■ EXCERPTED TEXT
┌──

Type 2 diabetes is a serious chronic disease listed as the 7th leading cause of death in the United States. Diabetes can lead to kidney failure, heart disease and stroke, blindness, amputations, and shortened lifespan. This illness usually affects adults, but recently, it has begun affecting a much younger population, including adolescents.
There are major health disparities in diabetes, meaning that individuals from historically disadvantaged racial and/ethnic groups, as well as individuals living on a lower income, are at higher risk for the disease. Traditionally, the approaches taken to prevent type 2 diabetes have been geared towards lifestyle interventions, such as increasing physical activity and altering eating habits to be healthier to ultimately help reduce excess weight and combat obesity, because obesity is one of the key risk factors for type 2 diabetes.
However, with younger and younger populations being affected, these methods have not been very successful in teenagers, especially for those individuals who identify as racial and ethnic minorities. Shifting the focus to mental health interventions might be a better approach for at-risk adolescents. In a new study, Colorado State University researchers will lead a multisite study to explore whether a mindfulness intervention to combat depression, another risk factor for type 2 diabetes, can be more effective in preventing the disease than traditional mental health treatments or lifestyle interventions.
Lauren Shomaker, an associate professor in the CSU Department of Human Development and Family Studies, has received a $2.8 million National Institutes of Health – National Center for Complementary and Integrative Health U01 grant entitled “Mindfulness-Based Intervention for Depression and Insulin Resistance in Adolescents.”
Together with investigators Rachel Lucas-Thompson and Lauren Gulley at CSU and other scientists at the University of Colorado Anschutz, Uniformed Services University of the Health Sciences (Maryland), and Children’s National Health System (Washington, D.C.), Shomaker’s research study will compare different therapeutic approaches and explore whether they can help decrease depression in adolescents who are at risk for diabetes. These therapeutic approaches include cognitive-behavioral therapy, a mindfulness-based intervention, and a health knowledge program. A preliminary study conducted at CSU by Shomaker has shown that a mindfulness-based intervention might provide positive benefits for teen mental and physical health. This new study will test these various interventions on a larger scale across multiple geographic locations.

└──

■ EXCERPTED DATA
┌──

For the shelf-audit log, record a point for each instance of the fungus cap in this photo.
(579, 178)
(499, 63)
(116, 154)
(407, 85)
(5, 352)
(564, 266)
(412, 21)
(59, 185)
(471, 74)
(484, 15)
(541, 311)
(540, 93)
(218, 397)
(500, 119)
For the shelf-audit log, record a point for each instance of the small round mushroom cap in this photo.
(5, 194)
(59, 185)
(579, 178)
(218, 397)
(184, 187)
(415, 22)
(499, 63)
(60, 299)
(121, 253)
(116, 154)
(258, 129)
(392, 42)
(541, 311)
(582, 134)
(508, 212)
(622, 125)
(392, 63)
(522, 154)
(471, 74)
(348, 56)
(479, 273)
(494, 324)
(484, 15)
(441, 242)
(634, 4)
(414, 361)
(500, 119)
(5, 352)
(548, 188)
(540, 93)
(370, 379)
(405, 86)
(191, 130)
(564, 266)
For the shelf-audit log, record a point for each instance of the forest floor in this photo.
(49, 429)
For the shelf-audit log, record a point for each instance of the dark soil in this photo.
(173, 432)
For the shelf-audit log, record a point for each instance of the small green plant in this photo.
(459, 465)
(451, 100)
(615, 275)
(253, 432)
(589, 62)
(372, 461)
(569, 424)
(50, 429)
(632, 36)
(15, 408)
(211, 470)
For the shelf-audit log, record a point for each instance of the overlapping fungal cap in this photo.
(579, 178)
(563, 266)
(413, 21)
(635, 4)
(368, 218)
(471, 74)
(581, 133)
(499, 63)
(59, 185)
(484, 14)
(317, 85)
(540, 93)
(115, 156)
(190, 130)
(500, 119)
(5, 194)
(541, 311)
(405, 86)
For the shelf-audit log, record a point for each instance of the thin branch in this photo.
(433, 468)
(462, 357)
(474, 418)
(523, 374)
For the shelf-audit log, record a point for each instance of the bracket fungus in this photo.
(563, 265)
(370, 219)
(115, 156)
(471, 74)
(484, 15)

└──

■ WORK TO COMPLETE
(1) From the passage on type 2 diabetes in adolescents, write out the words between "Type 2 diabetes is" and "type 2 diabetes.", inclusive.
(2) Using the passage on type 2 diabetes in adolescents, not the material, say whether each statement agrees with it, and quote the deciding words: (a) Type 2 diabetes is listed as the seventh leading cause of death in the United States. (b) Lauren Shomaker received a $1.8 million grant. (c) The preliminary study by Shomaker was conducted at Children's National Health System.

■ LIST OF SOLUTIONS
(1)
Type 2 diabetes is a serious chronic disease listed as the 7th leading cause of death in the United States. Diabetes can lead to kidney failure, heart disease and stroke, blindness, amputations, and shortened lifespan. This illness usually affects adults, but recently, it has begun affecting a much younger population, including adolescents.
There are major health disparities in diabetes, meaning that individuals from historically disadvantaged racial and/ethnic groups, as well as individuals living on a lower income, are at higher risk for the disease. Traditionally, the approaches taken to prevent type 2 diabetes have been geared towards lifestyle interventions, such as increasing physical activity and altering eating habits to be healthier to ultimately help reduce excess weight and combat obesity, because obesity is one of the key risk factors for type 2 diabetes.

(2)
(a) Yes: "listed as the 7th leading cause of death in the United States"
(b) No: "has received a $2.8 million National Institutes of Health"
(c) No: "A preliminary study conducted at CSU by Shomaker"